[Task details] Select each line in the entries below that contains the word "utility", and copy those lines.

---- Raw data

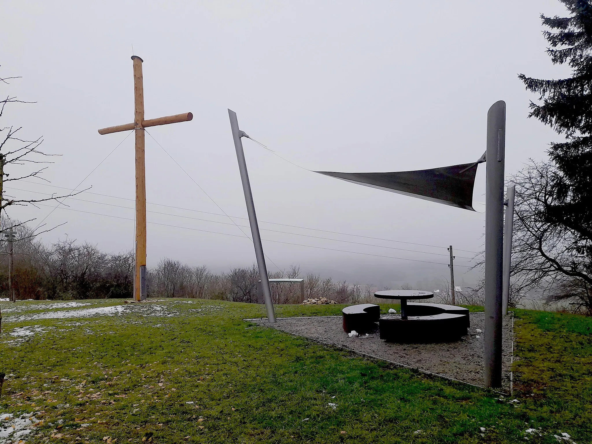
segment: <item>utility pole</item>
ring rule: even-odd
[[[134,104],[135,117],[133,123],[118,125],[99,130],[99,134],[108,134],[121,131],[136,133],[136,271],[134,278],[134,299],[145,301],[146,294],[146,178],[144,156],[144,129],[148,127],[188,122],[193,118],[191,112],[144,119],[144,78],[142,63],[137,56],[132,56],[134,63]]]
[[[14,231],[9,229],[6,234],[6,240],[8,250],[8,298],[12,302],[16,302],[14,291],[12,290],[12,241],[14,240]]]
[[[452,246],[451,245],[448,248],[448,251],[450,252],[450,288],[451,289],[451,294],[452,295],[452,305],[454,304],[454,265],[452,263],[452,260],[454,260],[454,256],[452,256]]]
[[[485,386],[501,387],[502,261],[506,102],[487,112],[485,212]]]
[[[510,301],[510,272],[512,262],[512,232],[514,231],[514,200],[516,186],[514,184],[508,185],[504,205],[506,209],[506,219],[504,221],[504,272],[503,293],[501,299],[501,314],[508,314],[508,303]]]

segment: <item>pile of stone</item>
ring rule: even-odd
[[[302,305],[309,305],[312,304],[337,304],[336,301],[333,301],[332,299],[327,299],[324,296],[322,298],[312,298],[312,299],[305,299],[302,302]]]

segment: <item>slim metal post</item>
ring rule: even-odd
[[[506,102],[487,112],[485,215],[485,385],[501,387],[501,294],[504,238]]]
[[[7,236],[7,245],[8,247],[8,298],[12,302],[16,302],[17,298],[14,295],[14,291],[12,290],[12,241],[14,240],[14,231],[11,228],[8,230]]]
[[[454,259],[454,256],[452,255],[452,246],[451,245],[450,247],[448,249],[450,251],[450,288],[451,288],[451,294],[452,295],[452,305],[454,305],[454,263],[453,263],[453,260]]]
[[[508,314],[510,301],[510,266],[512,261],[512,233],[514,231],[514,200],[516,186],[508,185],[506,194],[506,219],[504,221],[504,282],[502,294],[501,313]]]
[[[274,311],[274,301],[271,298],[271,290],[269,289],[269,278],[267,275],[265,256],[263,254],[263,246],[261,244],[261,236],[259,235],[259,224],[257,223],[257,215],[255,213],[255,205],[253,202],[251,184],[249,181],[249,172],[247,171],[247,163],[244,160],[243,142],[240,140],[240,138],[243,136],[247,135],[239,129],[239,121],[236,118],[236,113],[231,110],[229,110],[228,115],[230,118],[230,128],[232,129],[232,137],[234,140],[236,158],[239,161],[239,170],[240,171],[240,180],[243,183],[244,201],[247,204],[249,223],[251,226],[251,234],[253,236],[253,244],[255,247],[255,256],[257,258],[257,265],[259,267],[259,277],[261,278],[261,289],[263,291],[263,299],[265,300],[267,318],[270,323],[274,323],[275,322],[275,313]]]

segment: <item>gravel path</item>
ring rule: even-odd
[[[484,384],[484,314],[471,313],[470,334],[457,342],[441,344],[394,344],[382,340],[378,331],[368,336],[349,337],[342,327],[341,316],[280,318],[275,325],[266,319],[250,319],[258,325],[336,345],[356,353],[482,386]],[[503,385],[510,386],[513,329],[512,318],[504,318],[502,338]]]

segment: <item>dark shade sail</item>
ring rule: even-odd
[[[392,173],[335,173],[315,171],[358,185],[419,197],[440,204],[469,210],[473,208],[473,186],[477,165],[472,163],[417,171]]]

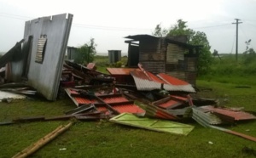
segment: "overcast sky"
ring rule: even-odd
[[[239,25],[239,53],[256,49],[256,0],[0,0],[0,52],[7,52],[23,37],[25,21],[38,17],[73,14],[68,46],[79,47],[95,38],[98,53],[110,49],[126,53],[124,38],[151,35],[157,24],[169,28],[178,19],[189,28],[204,31],[212,51],[236,53],[236,22]]]

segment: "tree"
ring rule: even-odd
[[[186,36],[189,44],[202,45],[198,57],[197,71],[199,75],[205,74],[210,70],[210,65],[212,62],[212,56],[210,51],[211,46],[207,37],[202,31],[195,31],[188,28],[186,23],[183,20],[177,20],[177,24],[167,31],[166,37]],[[160,25],[156,25],[154,34],[163,35],[165,32],[166,29],[162,29]]]
[[[221,59],[221,58],[220,58],[220,56],[219,56],[219,54],[218,54],[218,51],[217,51],[216,49],[214,49],[214,51],[213,51],[213,53],[212,53],[212,56],[213,56],[213,57],[218,56],[218,59]]]
[[[162,29],[161,24],[156,25],[154,32],[152,32],[153,36],[155,37],[166,37],[168,33],[168,30]]]
[[[250,64],[252,62],[255,61],[255,58],[256,58],[256,52],[254,51],[254,49],[253,48],[249,48],[249,45],[251,43],[251,39],[249,39],[248,41],[246,41],[245,43],[247,45],[247,48],[244,51],[243,54],[245,56],[245,64]]]
[[[94,60],[96,54],[96,44],[94,42],[94,38],[90,38],[90,42],[80,46],[78,48],[78,58],[75,59],[75,62],[79,64],[88,64]]]

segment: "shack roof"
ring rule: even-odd
[[[177,45],[184,47],[186,48],[201,48],[201,47],[203,47],[202,45],[188,44],[186,42],[180,42],[180,41],[177,41],[177,40],[169,38],[168,37],[154,37],[154,36],[146,35],[146,34],[128,36],[128,37],[125,37],[125,38],[132,39],[134,41],[143,41],[143,40],[146,40],[146,39],[157,40],[157,39],[162,38],[162,39],[165,39],[169,43],[177,44]]]

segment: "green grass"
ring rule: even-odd
[[[212,91],[200,92],[207,98],[228,98],[226,106],[245,107],[256,111],[256,88],[236,88],[236,84],[199,80],[199,87]],[[38,99],[0,103],[0,121],[16,117],[59,116],[76,106],[68,98],[49,102]],[[11,157],[55,129],[62,121],[24,122],[0,127],[0,157]],[[256,150],[255,142],[205,128],[194,121],[188,136],[157,133],[120,126],[106,120],[78,121],[31,157],[253,157],[244,147]],[[256,137],[256,121],[238,122],[224,127]],[[211,144],[209,142],[212,142]],[[60,149],[66,148],[66,150]]]

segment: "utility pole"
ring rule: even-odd
[[[239,19],[235,19],[236,20],[236,23],[232,23],[232,24],[236,24],[236,61],[237,62],[237,56],[238,56],[238,24],[241,24],[242,22],[238,22]]]

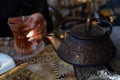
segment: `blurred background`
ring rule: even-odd
[[[114,26],[119,26],[119,3],[119,0],[48,0],[55,26],[66,19],[76,17],[107,19]]]

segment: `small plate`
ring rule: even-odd
[[[5,53],[0,52],[0,75],[14,68],[15,62]]]

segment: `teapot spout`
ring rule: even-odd
[[[55,50],[57,50],[61,45],[61,41],[58,38],[56,38],[54,35],[48,35],[47,38],[50,40]]]

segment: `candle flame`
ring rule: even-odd
[[[31,32],[29,32],[28,34],[27,34],[27,36],[26,37],[31,37],[31,36],[33,36],[33,31],[31,31]]]

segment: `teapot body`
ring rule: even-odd
[[[110,39],[112,25],[101,19],[73,19],[65,21],[61,28],[68,28],[69,25],[65,24],[71,21],[76,23],[57,49],[60,58],[81,66],[109,63],[116,54],[116,47]]]
[[[80,66],[94,66],[109,63],[115,56],[116,48],[109,39],[78,39],[68,35],[60,45],[57,54],[66,62]]]

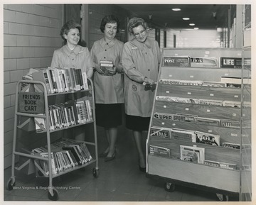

--------

[Reply]
segment: <item>utility pole</item>
segment: "utility pole"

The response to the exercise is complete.